WORKING DATA START
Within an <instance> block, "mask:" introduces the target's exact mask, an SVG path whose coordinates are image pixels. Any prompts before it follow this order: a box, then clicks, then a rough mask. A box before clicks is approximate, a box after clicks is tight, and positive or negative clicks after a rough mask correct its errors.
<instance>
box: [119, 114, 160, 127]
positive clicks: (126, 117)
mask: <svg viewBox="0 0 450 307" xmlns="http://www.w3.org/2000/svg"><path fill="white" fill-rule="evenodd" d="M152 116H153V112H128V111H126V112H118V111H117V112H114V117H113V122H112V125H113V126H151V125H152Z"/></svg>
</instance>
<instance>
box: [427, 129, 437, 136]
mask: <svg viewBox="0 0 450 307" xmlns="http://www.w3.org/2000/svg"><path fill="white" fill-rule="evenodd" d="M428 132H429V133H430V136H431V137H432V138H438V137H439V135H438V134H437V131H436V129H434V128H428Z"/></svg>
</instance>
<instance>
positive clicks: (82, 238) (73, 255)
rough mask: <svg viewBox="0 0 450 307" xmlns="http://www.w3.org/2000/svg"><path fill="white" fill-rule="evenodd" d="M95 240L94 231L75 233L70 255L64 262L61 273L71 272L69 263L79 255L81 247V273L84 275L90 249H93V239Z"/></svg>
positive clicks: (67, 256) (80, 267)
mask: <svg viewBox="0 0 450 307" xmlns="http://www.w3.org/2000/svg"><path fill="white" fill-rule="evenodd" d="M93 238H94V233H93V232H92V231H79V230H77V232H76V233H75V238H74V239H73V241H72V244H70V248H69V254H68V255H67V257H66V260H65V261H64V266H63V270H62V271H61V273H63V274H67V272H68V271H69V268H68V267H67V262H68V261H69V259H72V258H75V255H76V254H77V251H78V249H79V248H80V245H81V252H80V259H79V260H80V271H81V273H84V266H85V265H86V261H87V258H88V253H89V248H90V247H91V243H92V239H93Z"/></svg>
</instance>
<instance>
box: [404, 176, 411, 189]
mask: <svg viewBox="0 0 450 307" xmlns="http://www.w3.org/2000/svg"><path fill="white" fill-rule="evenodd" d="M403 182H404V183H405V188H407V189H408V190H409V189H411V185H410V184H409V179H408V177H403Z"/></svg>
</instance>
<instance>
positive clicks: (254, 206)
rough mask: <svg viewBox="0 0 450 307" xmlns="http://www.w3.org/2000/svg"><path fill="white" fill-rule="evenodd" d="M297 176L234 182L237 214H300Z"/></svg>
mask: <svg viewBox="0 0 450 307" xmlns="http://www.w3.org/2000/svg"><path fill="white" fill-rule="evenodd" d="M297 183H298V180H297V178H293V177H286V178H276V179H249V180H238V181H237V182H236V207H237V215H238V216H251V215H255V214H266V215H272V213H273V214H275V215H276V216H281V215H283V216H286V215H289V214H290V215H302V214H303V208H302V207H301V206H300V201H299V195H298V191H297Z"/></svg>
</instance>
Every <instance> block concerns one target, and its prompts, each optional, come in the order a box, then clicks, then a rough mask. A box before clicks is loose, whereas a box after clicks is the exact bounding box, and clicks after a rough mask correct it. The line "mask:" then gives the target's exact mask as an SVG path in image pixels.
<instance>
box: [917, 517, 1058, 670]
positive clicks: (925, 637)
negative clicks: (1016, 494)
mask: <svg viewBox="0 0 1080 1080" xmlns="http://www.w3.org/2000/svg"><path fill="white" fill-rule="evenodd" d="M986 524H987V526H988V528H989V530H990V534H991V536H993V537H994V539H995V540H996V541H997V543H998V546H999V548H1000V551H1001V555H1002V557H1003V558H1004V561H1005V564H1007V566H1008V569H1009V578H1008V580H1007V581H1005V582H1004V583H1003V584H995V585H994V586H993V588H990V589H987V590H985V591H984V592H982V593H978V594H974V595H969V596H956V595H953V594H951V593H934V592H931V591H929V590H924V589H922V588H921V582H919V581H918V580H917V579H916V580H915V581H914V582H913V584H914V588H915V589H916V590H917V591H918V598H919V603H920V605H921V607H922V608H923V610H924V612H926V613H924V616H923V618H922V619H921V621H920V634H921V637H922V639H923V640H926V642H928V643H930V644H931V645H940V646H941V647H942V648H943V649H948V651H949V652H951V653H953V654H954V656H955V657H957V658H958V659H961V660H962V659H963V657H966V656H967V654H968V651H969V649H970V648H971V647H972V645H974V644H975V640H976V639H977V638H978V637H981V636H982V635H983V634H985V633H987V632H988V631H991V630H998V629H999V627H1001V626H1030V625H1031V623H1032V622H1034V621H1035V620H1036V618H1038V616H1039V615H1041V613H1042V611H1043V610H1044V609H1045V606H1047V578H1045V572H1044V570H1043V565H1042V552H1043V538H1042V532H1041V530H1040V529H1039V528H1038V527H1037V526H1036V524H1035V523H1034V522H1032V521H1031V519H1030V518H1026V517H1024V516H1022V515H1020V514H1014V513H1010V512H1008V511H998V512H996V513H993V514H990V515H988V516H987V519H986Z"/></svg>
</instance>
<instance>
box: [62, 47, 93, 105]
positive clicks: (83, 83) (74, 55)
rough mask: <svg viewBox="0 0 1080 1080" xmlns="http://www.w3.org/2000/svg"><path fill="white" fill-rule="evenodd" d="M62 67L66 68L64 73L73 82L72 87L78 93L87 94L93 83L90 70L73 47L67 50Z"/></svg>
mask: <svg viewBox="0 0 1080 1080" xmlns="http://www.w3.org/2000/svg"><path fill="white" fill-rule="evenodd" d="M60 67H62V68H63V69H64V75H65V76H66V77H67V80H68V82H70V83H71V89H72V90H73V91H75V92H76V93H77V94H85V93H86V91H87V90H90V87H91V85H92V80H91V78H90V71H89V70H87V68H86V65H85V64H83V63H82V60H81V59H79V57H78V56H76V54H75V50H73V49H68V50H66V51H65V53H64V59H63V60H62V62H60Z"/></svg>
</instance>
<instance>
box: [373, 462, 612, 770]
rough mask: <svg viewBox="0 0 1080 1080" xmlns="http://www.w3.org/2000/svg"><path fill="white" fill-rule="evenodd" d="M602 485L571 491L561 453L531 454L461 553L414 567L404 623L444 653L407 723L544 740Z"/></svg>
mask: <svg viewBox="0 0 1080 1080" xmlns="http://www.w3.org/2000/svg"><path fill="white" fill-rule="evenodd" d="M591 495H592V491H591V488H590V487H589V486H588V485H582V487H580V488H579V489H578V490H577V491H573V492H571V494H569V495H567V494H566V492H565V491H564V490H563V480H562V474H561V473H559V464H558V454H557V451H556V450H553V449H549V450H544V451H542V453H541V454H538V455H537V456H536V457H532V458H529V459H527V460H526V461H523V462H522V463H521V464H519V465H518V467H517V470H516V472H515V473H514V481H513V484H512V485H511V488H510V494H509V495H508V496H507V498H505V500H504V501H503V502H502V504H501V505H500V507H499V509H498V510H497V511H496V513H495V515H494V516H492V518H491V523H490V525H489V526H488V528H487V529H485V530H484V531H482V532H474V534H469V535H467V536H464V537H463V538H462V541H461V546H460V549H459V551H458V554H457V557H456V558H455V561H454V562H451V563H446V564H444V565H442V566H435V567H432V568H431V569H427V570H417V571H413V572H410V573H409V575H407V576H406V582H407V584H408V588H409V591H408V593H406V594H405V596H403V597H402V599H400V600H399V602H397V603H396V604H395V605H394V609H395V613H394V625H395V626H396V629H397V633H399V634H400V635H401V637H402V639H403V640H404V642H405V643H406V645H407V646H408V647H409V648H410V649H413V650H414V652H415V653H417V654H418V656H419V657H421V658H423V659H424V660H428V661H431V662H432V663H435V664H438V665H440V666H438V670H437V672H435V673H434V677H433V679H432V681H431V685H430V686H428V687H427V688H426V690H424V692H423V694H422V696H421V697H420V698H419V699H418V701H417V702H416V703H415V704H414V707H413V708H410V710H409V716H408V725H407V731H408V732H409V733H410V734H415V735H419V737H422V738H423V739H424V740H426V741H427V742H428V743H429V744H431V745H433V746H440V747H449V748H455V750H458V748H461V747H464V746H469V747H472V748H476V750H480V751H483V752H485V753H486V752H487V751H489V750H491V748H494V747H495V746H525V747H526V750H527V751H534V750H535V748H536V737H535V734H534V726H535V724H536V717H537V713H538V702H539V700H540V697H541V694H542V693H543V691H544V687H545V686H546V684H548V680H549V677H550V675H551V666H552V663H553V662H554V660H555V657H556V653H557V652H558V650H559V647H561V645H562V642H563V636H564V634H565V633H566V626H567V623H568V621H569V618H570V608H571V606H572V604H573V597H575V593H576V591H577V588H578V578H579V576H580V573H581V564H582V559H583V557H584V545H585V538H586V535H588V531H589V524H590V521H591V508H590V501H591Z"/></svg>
WORKING DATA END
■ **EXERCISE REQUIREMENTS**: Wherever the string "then" appears in a line of the records above, copy that line.

■ **ANSWER TO THIS TASK**:
Within an <instance> block, "mask:" introduces the target's exact mask, an SVG path whose coordinates are image pixels. Any prompts before it follow this order: a box, then clicks, then a rough mask. A box before clicks is approximate, a box after clicks is tight, and positive or negative clicks after a rough mask correct its errors.
Every <instance> block concerns one target, and its prompts, each optional, come in the order a box, then clicks, then a rough mask. A box before clicks is loose, whereas a box after clicks is the exact bounding box, and clicks after a rough mask correct it. The line "mask:" then gives the target's exact mask as an SVG path in image pixels.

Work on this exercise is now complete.